Pick out every line of the records below that contains the word "hair". Copy each such line in full, treating uppercase and lowercase as different.

⁂

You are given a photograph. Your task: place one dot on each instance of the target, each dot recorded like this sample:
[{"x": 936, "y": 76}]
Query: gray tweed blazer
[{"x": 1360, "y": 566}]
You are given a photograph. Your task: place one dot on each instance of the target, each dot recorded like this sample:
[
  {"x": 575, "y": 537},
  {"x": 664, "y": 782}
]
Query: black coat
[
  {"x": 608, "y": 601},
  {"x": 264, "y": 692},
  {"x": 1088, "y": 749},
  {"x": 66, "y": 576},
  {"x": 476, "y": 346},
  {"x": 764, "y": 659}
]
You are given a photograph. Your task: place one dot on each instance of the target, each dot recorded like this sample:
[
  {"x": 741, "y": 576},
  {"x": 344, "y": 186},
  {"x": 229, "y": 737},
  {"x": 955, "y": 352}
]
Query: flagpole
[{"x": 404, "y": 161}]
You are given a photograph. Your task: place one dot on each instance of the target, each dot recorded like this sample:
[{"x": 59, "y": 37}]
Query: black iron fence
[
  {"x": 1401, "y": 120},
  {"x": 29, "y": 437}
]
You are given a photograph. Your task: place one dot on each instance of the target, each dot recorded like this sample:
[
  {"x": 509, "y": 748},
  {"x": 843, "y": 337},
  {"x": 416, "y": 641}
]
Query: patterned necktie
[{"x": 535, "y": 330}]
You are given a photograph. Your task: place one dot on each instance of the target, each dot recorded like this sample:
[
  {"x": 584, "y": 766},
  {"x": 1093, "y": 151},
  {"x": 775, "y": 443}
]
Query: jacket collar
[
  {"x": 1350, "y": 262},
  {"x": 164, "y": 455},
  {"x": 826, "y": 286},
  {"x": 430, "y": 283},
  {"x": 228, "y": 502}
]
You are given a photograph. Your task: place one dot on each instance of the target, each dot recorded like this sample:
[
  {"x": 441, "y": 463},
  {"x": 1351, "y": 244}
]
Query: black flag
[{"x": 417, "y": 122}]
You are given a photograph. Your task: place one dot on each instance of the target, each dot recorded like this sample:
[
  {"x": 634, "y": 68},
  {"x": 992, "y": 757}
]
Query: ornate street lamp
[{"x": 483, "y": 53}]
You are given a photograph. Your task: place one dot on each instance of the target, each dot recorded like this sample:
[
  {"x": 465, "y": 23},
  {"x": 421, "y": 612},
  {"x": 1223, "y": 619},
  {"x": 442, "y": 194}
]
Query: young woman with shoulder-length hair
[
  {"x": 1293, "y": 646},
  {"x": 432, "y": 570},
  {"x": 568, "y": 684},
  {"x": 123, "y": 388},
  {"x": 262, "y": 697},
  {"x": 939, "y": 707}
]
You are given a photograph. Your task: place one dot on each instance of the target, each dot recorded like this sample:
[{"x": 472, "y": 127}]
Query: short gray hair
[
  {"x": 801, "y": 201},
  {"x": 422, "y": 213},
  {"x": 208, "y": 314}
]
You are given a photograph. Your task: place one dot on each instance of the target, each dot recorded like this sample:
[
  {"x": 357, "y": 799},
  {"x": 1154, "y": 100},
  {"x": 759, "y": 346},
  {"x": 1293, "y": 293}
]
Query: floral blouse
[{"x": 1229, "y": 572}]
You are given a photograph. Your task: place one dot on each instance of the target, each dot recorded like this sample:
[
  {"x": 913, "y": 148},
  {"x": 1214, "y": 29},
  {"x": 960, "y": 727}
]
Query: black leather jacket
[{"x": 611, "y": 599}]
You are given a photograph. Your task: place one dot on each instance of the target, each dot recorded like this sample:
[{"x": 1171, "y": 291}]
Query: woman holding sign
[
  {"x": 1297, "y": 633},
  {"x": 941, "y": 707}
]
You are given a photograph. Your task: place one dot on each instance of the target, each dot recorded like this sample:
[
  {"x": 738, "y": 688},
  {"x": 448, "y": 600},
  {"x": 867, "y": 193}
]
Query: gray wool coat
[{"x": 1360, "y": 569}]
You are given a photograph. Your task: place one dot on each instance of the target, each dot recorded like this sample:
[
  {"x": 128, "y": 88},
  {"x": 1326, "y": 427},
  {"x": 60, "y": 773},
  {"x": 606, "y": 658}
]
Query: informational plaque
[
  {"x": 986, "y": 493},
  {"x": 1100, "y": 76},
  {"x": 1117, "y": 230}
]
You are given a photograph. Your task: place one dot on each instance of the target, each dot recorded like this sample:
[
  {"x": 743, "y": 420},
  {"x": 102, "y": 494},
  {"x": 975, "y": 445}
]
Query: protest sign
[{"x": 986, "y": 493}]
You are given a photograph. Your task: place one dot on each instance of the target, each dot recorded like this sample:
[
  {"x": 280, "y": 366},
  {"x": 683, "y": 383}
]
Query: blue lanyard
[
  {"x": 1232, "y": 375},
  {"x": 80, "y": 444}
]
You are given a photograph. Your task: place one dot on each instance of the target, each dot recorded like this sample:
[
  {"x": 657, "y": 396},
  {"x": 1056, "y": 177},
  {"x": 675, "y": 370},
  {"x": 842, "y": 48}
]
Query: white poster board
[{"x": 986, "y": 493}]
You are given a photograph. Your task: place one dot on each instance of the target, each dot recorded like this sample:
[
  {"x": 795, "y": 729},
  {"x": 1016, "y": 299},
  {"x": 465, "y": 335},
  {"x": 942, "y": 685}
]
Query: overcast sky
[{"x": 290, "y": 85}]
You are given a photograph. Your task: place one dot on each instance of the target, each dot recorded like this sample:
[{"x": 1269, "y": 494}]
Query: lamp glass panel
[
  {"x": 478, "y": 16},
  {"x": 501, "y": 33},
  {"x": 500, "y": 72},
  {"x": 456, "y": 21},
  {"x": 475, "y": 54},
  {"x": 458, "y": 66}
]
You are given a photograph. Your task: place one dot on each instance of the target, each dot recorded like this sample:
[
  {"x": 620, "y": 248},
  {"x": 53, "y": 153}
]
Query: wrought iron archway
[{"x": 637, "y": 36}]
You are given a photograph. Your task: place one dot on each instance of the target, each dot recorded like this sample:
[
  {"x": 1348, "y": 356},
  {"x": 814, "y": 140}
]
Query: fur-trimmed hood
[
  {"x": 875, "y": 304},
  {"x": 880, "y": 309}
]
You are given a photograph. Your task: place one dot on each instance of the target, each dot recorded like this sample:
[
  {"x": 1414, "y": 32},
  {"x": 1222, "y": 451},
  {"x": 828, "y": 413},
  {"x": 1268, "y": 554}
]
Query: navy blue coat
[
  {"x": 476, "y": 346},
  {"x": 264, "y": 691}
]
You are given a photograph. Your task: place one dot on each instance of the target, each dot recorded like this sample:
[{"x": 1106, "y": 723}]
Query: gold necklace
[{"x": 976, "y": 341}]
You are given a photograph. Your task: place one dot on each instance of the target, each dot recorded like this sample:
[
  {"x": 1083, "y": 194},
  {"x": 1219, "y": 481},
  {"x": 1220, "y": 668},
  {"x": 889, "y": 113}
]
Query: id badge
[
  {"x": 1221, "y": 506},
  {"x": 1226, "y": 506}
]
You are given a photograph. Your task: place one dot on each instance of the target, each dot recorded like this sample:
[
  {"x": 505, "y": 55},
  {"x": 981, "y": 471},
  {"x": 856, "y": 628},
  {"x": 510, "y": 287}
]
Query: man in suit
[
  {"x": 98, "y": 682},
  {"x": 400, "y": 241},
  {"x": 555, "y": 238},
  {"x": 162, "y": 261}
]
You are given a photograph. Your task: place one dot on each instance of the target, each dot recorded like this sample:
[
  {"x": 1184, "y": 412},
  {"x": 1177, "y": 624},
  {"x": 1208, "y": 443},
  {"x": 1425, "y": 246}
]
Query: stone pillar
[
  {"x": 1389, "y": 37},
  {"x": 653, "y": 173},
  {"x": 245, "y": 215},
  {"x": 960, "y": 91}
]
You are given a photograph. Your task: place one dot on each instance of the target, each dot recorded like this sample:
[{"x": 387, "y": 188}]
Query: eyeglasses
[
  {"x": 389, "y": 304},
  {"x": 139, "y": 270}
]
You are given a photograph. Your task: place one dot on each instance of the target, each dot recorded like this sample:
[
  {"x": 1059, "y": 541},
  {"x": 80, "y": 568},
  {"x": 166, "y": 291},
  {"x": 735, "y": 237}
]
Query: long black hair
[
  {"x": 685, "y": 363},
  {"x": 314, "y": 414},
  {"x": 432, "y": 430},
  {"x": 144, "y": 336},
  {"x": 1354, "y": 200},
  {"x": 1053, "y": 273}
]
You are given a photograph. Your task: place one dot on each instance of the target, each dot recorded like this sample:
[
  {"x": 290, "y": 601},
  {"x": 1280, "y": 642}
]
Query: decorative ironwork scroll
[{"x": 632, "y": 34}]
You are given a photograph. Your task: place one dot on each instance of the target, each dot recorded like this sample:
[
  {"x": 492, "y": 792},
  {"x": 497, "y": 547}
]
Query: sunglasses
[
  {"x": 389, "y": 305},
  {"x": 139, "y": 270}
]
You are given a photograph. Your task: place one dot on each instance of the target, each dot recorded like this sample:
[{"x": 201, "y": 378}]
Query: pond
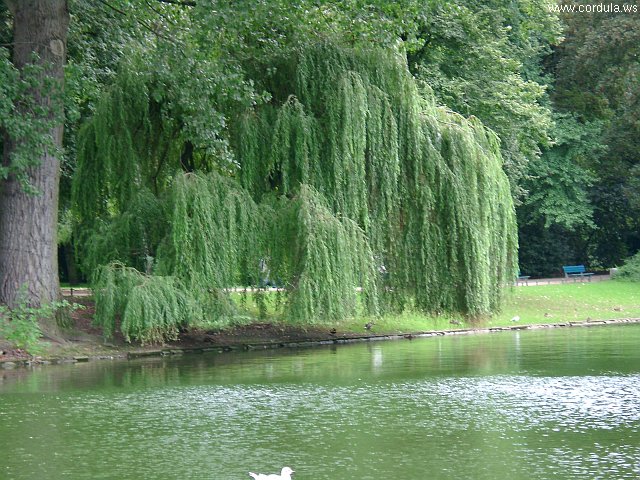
[{"x": 545, "y": 404}]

⁂

Exercise solution
Query: young woman with shoulder-length hair
Query: short gray hair
Query: long black hair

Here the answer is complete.